What the task asks
Copy the data below verbatim, leaving no line out.

Input records
********************
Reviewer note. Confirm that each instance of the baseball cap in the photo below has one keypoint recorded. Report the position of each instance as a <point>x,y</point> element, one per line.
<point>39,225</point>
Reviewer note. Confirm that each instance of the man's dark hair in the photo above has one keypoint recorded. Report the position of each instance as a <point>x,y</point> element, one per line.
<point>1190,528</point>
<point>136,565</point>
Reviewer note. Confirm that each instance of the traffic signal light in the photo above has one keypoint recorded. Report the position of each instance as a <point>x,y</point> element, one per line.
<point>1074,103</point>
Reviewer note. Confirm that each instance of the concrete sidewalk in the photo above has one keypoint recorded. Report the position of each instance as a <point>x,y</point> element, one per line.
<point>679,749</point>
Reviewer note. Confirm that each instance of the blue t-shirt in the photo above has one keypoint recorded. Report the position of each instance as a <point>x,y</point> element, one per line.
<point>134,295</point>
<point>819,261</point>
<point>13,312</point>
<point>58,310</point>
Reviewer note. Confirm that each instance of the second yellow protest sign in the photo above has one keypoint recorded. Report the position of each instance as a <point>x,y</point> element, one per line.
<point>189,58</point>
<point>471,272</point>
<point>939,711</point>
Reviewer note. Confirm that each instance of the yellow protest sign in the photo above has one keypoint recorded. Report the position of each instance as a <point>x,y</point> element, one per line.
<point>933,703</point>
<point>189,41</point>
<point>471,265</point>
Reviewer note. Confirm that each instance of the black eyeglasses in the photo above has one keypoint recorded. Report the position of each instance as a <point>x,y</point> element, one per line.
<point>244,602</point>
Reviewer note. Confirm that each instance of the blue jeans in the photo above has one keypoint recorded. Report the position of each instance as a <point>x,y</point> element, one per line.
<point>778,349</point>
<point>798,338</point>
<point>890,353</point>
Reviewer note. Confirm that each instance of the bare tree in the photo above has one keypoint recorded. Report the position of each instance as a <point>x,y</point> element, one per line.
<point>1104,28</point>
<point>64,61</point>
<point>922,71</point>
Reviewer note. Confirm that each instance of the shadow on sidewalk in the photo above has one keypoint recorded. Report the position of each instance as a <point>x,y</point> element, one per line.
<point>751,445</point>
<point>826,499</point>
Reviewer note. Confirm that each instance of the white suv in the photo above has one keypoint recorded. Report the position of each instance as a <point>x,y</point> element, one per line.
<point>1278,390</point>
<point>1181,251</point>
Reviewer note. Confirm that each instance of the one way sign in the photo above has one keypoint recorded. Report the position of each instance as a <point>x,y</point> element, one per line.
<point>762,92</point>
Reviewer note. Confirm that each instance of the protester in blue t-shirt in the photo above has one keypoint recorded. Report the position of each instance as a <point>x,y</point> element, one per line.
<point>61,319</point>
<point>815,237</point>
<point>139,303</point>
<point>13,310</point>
********************
Solution for this task
Reviewer note. Confirm that each instance of the baseball cap in the photo below has one keypoint recorded. Report the position of each instance as a <point>x,y</point> element, one per line.
<point>39,225</point>
Reviewer note. Confirm that each instance of the man's dark hair in the photo above has one keypoint recorded. Report the position of each instance as a <point>x,y</point> element, one per line.
<point>1190,528</point>
<point>136,565</point>
Reviewer note. Confirm that each instance of the traffic signal light in the photo above has one keypoint recorded. Report the position of each instance as a <point>x,y</point> element, one per line.
<point>1074,103</point>
Reviewer note. Confirm that each instance of the concrete sidewalk in the photo above has one keypoint recorded. Report the position of each instance as a <point>x,y</point> element, one per line.
<point>679,749</point>
Reviewer note. Confirm that each instance of the blue t-shirt in the photo above has one keypoint recorded. Report the position of each instance as a <point>x,y</point> element, one per line.
<point>134,295</point>
<point>819,261</point>
<point>13,312</point>
<point>58,310</point>
Reviewer note. Confirm that each instance of the second yellow protest sign in the photo above has one keypoint recorded. Report the position of each instance as a <point>x,y</point> element, one per line.
<point>189,58</point>
<point>471,272</point>
<point>939,711</point>
Reviewer note. Confirm that each instance of the yellow protest sign in the photo above has one keypoint recorded. Report the position of each instance as a <point>x,y</point> element, one per line.
<point>933,703</point>
<point>189,41</point>
<point>471,265</point>
Reviewer note. Confirm that each instance of the black eyeglasses in the photo above has one keypoint recorded. Report the position of each instance as a <point>x,y</point> element, one per line.
<point>244,602</point>
Reviewer note. Confirm that each instance of the blue jeans in the photo above has one keypoint recorded. Report the position of each instance as a <point>x,y</point> element, one per line.
<point>778,349</point>
<point>798,338</point>
<point>890,353</point>
Reviewer note. Confirm that each instance of the bare tree in the photo above has one keypoint recorded. Report the position of each instance as a <point>x,y</point> element, one per line.
<point>1104,28</point>
<point>64,61</point>
<point>922,71</point>
Reviewer note. Confirm that each instance of the shadow on sidewalk in the photo above has one keypoint recorded. Report the position of each instance as a <point>x,y</point> element, one per line.
<point>751,445</point>
<point>826,499</point>
Reviewer note. Confirm that each instance of the white suv in the photo above has one keypoint recorded. Report the position of each instance as a <point>x,y</point> element, one per line.
<point>1278,390</point>
<point>1181,251</point>
Reviewer note. Confirm that each instance of the one way sign in the photo above has one keypoint recorded. Report the position of each instance as a <point>x,y</point> element, one per line.
<point>762,92</point>
Reviewer note. Confirm that each instance of the protester in blue t-shirt in the photo above has one keypoint recorded. Report the position of each instance as a <point>x,y</point> element, one per line.
<point>61,319</point>
<point>815,237</point>
<point>139,303</point>
<point>13,310</point>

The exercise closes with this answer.